§ **Exercise task**: Reproduce, without alteration, everything from the start of the items down to and including the line that contains "(176, 1213)".

§ **Stored records**:
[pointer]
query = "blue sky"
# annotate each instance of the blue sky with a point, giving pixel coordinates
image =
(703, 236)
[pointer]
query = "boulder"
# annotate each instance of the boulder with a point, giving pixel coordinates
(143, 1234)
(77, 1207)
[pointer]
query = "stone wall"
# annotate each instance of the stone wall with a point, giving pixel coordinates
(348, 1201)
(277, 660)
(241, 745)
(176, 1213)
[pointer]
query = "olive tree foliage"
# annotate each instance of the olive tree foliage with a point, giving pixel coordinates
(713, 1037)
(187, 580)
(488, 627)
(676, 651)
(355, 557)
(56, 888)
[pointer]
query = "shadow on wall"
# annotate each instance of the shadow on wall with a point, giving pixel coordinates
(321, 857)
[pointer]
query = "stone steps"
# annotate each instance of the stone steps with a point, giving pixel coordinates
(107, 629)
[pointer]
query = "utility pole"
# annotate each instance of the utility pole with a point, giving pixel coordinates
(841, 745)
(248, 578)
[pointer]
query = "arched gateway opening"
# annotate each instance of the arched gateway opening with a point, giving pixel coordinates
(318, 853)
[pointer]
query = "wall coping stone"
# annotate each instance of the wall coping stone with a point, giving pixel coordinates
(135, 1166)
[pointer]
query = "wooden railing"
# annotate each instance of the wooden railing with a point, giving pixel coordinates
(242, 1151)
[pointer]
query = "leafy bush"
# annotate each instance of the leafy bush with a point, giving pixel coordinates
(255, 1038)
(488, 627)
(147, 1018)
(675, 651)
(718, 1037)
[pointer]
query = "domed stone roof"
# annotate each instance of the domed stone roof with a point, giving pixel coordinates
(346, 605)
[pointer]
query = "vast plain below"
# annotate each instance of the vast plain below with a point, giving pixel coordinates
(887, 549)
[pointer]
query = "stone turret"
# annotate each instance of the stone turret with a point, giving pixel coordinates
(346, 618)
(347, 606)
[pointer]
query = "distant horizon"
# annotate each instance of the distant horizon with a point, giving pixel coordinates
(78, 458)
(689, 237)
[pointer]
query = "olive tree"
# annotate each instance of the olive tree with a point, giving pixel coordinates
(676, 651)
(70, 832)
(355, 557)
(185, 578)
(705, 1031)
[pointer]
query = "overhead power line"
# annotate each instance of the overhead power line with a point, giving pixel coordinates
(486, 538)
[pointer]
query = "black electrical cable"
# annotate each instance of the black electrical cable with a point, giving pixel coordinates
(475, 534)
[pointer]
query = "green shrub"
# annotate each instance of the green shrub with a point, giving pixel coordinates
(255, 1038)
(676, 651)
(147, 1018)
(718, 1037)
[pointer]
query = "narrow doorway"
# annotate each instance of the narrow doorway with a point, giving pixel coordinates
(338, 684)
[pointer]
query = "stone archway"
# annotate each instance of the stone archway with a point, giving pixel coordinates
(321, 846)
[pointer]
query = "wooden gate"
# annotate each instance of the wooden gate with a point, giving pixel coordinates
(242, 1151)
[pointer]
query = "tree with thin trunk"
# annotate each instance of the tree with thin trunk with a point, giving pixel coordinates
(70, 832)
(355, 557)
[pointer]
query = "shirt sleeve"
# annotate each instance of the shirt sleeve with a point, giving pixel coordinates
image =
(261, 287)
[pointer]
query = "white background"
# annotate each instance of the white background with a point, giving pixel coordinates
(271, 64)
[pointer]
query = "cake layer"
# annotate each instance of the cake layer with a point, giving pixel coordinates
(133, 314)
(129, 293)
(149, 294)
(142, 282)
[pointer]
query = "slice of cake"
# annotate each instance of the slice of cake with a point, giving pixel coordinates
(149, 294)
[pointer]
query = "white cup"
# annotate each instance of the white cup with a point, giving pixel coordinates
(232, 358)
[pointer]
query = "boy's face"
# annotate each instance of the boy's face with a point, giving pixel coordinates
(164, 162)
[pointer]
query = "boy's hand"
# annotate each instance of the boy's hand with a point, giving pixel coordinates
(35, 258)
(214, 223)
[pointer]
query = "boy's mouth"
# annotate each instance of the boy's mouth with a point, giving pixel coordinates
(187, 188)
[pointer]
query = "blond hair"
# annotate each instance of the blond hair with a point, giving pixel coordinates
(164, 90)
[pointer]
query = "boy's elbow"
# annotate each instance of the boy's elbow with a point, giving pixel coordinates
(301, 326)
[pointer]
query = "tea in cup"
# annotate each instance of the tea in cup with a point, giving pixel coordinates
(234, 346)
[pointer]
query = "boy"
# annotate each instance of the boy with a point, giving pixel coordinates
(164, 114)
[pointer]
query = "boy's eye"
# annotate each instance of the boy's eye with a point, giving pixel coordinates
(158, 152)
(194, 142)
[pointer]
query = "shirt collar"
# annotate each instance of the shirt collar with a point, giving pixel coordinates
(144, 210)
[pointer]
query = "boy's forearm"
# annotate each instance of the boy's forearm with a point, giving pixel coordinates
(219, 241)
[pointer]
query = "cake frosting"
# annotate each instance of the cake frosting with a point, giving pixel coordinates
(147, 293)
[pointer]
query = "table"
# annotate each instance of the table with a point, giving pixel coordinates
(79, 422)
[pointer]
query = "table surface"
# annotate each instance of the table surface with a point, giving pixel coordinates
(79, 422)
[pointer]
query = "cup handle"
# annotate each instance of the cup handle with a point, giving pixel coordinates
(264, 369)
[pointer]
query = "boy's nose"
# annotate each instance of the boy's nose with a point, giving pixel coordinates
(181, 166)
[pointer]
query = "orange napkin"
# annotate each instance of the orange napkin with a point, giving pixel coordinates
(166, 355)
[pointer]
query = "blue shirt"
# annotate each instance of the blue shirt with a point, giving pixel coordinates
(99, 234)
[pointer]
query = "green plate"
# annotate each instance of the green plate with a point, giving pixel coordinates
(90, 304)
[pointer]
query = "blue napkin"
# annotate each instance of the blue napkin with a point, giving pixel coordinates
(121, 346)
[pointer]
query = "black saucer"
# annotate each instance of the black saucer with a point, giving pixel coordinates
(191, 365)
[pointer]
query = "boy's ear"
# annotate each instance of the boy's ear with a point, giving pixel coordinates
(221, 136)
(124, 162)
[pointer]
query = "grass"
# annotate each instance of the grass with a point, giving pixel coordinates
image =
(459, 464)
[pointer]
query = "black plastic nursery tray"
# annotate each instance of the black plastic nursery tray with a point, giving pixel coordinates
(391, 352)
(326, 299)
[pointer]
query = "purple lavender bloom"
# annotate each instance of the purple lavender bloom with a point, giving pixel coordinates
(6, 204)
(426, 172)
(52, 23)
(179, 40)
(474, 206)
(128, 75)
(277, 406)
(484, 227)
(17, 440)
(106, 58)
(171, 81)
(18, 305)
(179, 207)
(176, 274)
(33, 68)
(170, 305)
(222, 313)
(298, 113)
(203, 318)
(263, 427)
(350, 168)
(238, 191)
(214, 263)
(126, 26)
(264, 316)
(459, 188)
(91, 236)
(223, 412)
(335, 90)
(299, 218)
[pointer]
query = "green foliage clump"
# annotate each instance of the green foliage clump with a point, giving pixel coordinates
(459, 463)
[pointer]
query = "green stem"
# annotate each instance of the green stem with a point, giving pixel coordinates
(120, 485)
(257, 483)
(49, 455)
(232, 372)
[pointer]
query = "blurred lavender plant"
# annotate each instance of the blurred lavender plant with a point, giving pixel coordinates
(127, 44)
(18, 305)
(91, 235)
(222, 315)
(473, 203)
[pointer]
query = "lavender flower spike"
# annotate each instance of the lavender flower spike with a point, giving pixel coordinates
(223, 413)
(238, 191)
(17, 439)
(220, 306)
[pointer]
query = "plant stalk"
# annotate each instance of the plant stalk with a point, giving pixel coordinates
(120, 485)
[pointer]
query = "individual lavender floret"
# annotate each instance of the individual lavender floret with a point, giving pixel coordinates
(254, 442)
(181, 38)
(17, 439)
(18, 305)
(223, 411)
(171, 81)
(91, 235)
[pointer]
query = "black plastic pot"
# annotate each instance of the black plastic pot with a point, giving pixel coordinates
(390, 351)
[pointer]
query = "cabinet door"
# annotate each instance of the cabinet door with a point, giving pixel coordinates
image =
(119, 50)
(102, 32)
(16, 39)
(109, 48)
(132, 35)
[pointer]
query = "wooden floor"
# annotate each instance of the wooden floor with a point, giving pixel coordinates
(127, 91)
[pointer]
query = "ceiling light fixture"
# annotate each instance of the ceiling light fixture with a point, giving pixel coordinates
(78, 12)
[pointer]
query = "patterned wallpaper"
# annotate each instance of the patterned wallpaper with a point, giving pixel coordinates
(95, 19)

§ **Result of the task**:
[pointer]
query = "blue sky"
# annotate each instance of the blue sky with a point, giving pixel coordinates
image =
(703, 236)
[pointer]
query = "boulder"
# annotate each instance of the boulder with a point, giving pixel coordinates
(143, 1234)
(77, 1207)
[pointer]
query = "stone wall"
# annotate each instance of the stone wall with a point, giving pixel coordinates
(348, 1201)
(277, 660)
(241, 745)
(176, 1213)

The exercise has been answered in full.